• Exercice écrit 1
D'après l'extrait sur le voyage, répondez aux questions suivantes.
(a) Quelle est la définition la plus courante du voyage ?
(b) Quels styles de récits sont décrits comme répertoriés et presque codifiés ?
(c) Quelle condition un déplacement doit-il remplir pour être un voyage ?

• Extrait étudié
════
La définition la plus courante du voyage est : « une action qui permet le déplacement en un autre lieu ».

Dès que l’homme a acquis suffisamment d’autonomie matérielle pour penser à autre chose que simplement se nourrir et survivre, il a fait progresser son savoir en explorant son environnement donc en voyageant. A des époques où les médias étaient quasi-inexistants, aller toujours plus loin, dépasser les frontières, était l’un des seuls moyens de progresser dans la connaissance des sciences, de l’homme et du monde.

Au fur et à mesure des siècles, les expéditions n’ont plus été composées uniquement de militaires ou d’aventuriers en quête de profit, mais aussi de scientifiques, d’artistes et de philosophes ouverts sur les civilisations qu’ils rencontraient. De ces longs périples, ils ne ramenèrent plus seulement des biens, des épices, de l’or, ou d’autres sources de revenus potentiels. Partis pour apporter leur civilisation, ils revenaient eux-mêmes imprégnés, parfois sans le savoir, de tout ce qu’ils avaient vécu, des civilisations et des différentes cultures qu’ils avaient côtoyés ou même souvent combattus. Ce n’était pas uniquement la confrontation avec des mondes différents qui les transformaient ainsi, mais aussi la lente maturation de ces impressions pendant le temps nécessairement long des voyages en bateau ou à cheval.

Les transformations opérées par le voyage sur le voyageur ont tellement marqués les esprits qu’elles ont inspirés nombre d’écrivains ou d’artistes. Le roman de voyage d’autrefois et le « road-movie » d’aujourd’hui sont des styles de récits répertoriés et presque codifiés. La thématique de ces ouvrages est souvent qualifiée par les commentateurs ou critiques de « voyage initiatique », bien évidemment pas toujours dans le sens où nous l’entendons.

Pour qu’un déplacement soit un voyage, il est nécessaire qu’il ait un but, même si celui-ci n’est jamais atteint. L’errance, déplacement sans but n’est pas un voyage mais peut même constituer une sanction divine comme pour Caïn ou le « juif errant ». Nombre de traditions et religions associent le voyage, physique ou non, à la notion d’initiation ou d’évolution, qu’elle soit personnelle ou collective : c’est le voyage de tout un peuple vers la terre promise ou encore le tour de France des Compagnons du Devoir.
════
• Données
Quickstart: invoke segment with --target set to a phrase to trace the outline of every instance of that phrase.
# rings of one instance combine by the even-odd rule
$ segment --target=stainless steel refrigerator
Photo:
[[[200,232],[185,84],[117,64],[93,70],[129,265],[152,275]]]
════
• Exercice écrit 2
Disposez chaque ligne de la liste en tableau Markdown à deux colonnes, N° et Contenu, sans les lignes vides.

• Réponse 1
(a) C'est « une action qui permet le déplacement en un autre lieu ».
(b) Ce sont le roman de voyage d'autrefois et le « road-movie » d'aujourd'hui.
(c) Il doit avoir un but, même si celui-ci n'est jamais atteint.

• Réponse 2
| N° | Contenu |
|---|---|
| 1 | Quickstart: invoke segment with --target set to a phrase to trace the outline of every instance of that phrase. |
| 2 | # rings of one instance combine by the even-odd rule |
| 3 | $ segment --target=stainless steel refrigerator |
| 4 | Photo: |
| 5 | [[[200,232],[185,84],[117,64],[93,70],[129,265],[152,275]]] |